▸ ИСХОДНЫЙ ТЕКСТ

Нет, не с формальной точки зрения обсуждала В. Засулич наказание Боголюбова; была другая точка зрения, менее специальная, более сердечная, более человеческая, которая никак не позволяла примириться с разумностью и справедливостью произведенного над Боголюбовым наказания.
Боголюбов был осужден за государственное преступление. Он принадлежал к группе молодых, очень молодых людей, судившихся за преступную манифестацию на площади Казанского собора. Весь Петербург знает об этой манифестации, и все с сожалением отнеслись тогда к этим молодым людям, так опрометчиво заявившим себя политическими преступниками, к этим так непроизводительно погубленным молодым силам. Суд строго отнесся к судимому деянию. Покушение явилось в глазах суда весьма опасным посягательством на государственный порядок, и закон был применен с подобающей строгостью. Но строгость приговора за преступление не исключала возможности видеть, что покушение молодых людей было прискорбным заблуждением и не имело в своем основании таких расчетов, своекорыстных побуждений, преступных намерений, что, напротив, в основании его лежало доброе увлечение, с которым не совладал молодой разум, живой характер, и дало им направиться на ложный путь, приведший к прискорбным последствиям.
Характерные особенности нравственной стороны государственных преступлений не могут не обращать на себя внимания. Физиономия государственных преступлений нередко весьма изменчива. То, что вчера считалось государственным преступлением, сегодня или завтра становится высокочтимым подвигом гражданской доблести. Государственное преступление нередко -- только разновременно высказанное учение преждевременного преобразования, проповедь того, что еще недостаточно созрело и для чего еще не наступило время.

▸ ЧТО ТРЕБУЕТСЯ
Ответьте на вопросы по исходному тексту:
1. За какое преступление был осужден Боголюбов?
2. На какой площади прошла манифестация, за которую судили группу молодых людей?
3. Чем, согласно тексту, сегодня или завтра становится то, что вчера считалось государственным преступлением?
Записи не связаны с исходным текстом и представляют собой отдельный материал.

▸ ФРАГМЕНТЫ ДАННЫХ

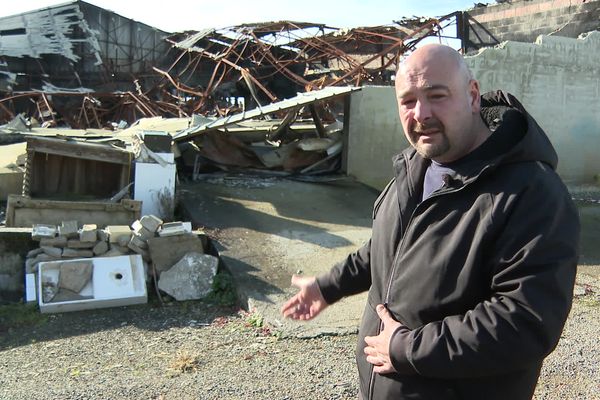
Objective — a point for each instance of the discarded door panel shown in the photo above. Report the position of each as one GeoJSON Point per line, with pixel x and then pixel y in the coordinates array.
{"type": "Point", "coordinates": [22, 211]}
{"type": "Point", "coordinates": [116, 281]}
{"type": "Point", "coordinates": [64, 169]}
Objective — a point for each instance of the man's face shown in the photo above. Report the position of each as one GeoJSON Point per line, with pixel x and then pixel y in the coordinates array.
{"type": "Point", "coordinates": [437, 105]}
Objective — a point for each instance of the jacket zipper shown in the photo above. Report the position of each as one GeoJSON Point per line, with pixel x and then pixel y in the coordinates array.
{"type": "Point", "coordinates": [389, 287]}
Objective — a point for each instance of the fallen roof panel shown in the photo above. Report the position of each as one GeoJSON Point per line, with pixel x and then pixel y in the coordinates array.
{"type": "Point", "coordinates": [300, 100]}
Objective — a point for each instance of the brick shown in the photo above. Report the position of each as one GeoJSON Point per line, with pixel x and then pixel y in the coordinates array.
{"type": "Point", "coordinates": [151, 222]}
{"type": "Point", "coordinates": [88, 233]}
{"type": "Point", "coordinates": [139, 242]}
{"type": "Point", "coordinates": [40, 231]}
{"type": "Point", "coordinates": [144, 253]}
{"type": "Point", "coordinates": [102, 235]}
{"type": "Point", "coordinates": [59, 241]}
{"type": "Point", "coordinates": [118, 231]}
{"type": "Point", "coordinates": [34, 252]}
{"type": "Point", "coordinates": [77, 253]}
{"type": "Point", "coordinates": [52, 251]}
{"type": "Point", "coordinates": [100, 248]}
{"type": "Point", "coordinates": [69, 229]}
{"type": "Point", "coordinates": [78, 244]}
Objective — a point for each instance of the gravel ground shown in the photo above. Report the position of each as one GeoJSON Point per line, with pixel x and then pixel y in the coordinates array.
{"type": "Point", "coordinates": [195, 350]}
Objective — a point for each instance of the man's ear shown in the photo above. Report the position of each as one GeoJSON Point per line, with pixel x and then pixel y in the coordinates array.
{"type": "Point", "coordinates": [474, 96]}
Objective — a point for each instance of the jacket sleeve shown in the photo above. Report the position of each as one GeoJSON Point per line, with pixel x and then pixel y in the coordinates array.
{"type": "Point", "coordinates": [534, 265]}
{"type": "Point", "coordinates": [351, 276]}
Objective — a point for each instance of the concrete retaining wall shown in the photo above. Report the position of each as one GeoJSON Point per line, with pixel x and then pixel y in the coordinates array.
{"type": "Point", "coordinates": [557, 79]}
{"type": "Point", "coordinates": [14, 245]}
{"type": "Point", "coordinates": [374, 135]}
{"type": "Point", "coordinates": [524, 21]}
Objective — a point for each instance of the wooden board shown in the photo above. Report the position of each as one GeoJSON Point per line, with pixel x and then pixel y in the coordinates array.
{"type": "Point", "coordinates": [23, 211]}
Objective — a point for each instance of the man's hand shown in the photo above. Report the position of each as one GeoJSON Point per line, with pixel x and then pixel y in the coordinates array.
{"type": "Point", "coordinates": [378, 347]}
{"type": "Point", "coordinates": [308, 302]}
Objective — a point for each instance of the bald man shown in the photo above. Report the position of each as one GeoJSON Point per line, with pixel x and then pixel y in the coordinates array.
{"type": "Point", "coordinates": [472, 259]}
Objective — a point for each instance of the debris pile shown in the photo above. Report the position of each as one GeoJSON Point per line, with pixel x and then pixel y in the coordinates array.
{"type": "Point", "coordinates": [65, 78]}
{"type": "Point", "coordinates": [69, 256]}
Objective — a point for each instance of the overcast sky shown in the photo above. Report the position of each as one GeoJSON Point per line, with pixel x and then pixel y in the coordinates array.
{"type": "Point", "coordinates": [180, 15]}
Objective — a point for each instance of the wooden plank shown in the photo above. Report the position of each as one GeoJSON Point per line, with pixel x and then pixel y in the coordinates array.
{"type": "Point", "coordinates": [23, 211]}
{"type": "Point", "coordinates": [89, 151]}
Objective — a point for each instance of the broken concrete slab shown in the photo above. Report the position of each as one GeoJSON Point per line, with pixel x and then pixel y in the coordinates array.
{"type": "Point", "coordinates": [142, 233]}
{"type": "Point", "coordinates": [174, 228]}
{"type": "Point", "coordinates": [74, 276]}
{"type": "Point", "coordinates": [306, 227]}
{"type": "Point", "coordinates": [166, 251]}
{"type": "Point", "coordinates": [151, 222]}
{"type": "Point", "coordinates": [191, 278]}
{"type": "Point", "coordinates": [116, 281]}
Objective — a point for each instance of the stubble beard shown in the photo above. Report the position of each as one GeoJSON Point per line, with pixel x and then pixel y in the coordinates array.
{"type": "Point", "coordinates": [430, 150]}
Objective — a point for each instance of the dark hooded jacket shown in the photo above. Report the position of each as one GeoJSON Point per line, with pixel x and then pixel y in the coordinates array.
{"type": "Point", "coordinates": [481, 272]}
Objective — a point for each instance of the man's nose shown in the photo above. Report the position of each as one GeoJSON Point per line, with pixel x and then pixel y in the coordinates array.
{"type": "Point", "coordinates": [422, 111]}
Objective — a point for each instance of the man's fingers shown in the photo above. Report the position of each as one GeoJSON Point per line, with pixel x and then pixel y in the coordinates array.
{"type": "Point", "coordinates": [299, 281]}
{"type": "Point", "coordinates": [383, 313]}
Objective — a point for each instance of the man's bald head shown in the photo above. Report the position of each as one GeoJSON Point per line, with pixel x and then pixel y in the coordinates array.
{"type": "Point", "coordinates": [439, 103]}
{"type": "Point", "coordinates": [435, 55]}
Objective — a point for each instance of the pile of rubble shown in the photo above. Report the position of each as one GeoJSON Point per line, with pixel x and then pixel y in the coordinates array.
{"type": "Point", "coordinates": [173, 257]}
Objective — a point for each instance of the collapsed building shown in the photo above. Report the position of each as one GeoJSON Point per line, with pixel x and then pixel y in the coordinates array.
{"type": "Point", "coordinates": [268, 96]}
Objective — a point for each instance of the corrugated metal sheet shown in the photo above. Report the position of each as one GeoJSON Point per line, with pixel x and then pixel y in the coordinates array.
{"type": "Point", "coordinates": [300, 100]}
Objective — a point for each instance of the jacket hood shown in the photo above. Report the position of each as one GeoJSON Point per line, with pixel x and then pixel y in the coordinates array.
{"type": "Point", "coordinates": [525, 139]}
{"type": "Point", "coordinates": [516, 138]}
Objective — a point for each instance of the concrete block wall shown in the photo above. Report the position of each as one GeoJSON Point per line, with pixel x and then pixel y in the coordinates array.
{"type": "Point", "coordinates": [558, 80]}
{"type": "Point", "coordinates": [524, 21]}
{"type": "Point", "coordinates": [374, 135]}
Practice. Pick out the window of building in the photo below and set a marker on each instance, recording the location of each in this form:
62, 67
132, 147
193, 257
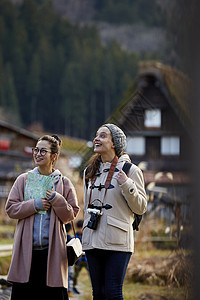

▸ РЕЗУЛЬТАТ
1. За государственное преступление.
2. На площади Казанского собора.
3. Высокочтимым подвигом гражданской доблести.